● **WHAT TO PRODUCE**: In the entries below, the word "groom" appears on some lines. Copy each of those lines.

● **RECORDS SUPPLIED**:
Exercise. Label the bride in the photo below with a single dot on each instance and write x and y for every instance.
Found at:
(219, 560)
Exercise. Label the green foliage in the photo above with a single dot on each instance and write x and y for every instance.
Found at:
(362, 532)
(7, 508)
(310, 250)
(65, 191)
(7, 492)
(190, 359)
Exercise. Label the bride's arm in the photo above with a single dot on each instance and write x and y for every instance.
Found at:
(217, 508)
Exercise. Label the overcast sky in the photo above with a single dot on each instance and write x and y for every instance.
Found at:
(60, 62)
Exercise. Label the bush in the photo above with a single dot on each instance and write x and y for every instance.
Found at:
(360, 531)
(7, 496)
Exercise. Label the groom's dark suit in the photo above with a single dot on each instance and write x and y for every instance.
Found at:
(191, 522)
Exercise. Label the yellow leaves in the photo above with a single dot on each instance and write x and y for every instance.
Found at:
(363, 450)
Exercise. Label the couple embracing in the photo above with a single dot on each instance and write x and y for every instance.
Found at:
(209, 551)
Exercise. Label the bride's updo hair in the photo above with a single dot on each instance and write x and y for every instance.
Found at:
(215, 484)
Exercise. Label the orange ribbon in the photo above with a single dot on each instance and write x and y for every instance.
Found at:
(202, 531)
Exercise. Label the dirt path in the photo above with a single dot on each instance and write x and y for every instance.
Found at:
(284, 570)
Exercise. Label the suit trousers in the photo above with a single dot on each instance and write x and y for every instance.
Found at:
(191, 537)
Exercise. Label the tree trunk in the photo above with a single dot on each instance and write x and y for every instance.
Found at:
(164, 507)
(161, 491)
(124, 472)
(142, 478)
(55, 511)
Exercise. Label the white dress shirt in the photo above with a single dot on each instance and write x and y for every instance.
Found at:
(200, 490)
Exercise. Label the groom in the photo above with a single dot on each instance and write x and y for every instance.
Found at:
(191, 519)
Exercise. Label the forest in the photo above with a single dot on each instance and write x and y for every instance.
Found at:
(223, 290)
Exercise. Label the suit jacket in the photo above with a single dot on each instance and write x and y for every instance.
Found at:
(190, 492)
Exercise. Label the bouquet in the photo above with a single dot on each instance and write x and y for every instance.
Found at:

● **RESPONSE AREA**:
Exercise. Label the groom's dark suit in the photo above with a single dot on each instance and write x and y for every instance.
Exercise. Label the groom in the photo above with a single dot on each instance and write x and y for every instance.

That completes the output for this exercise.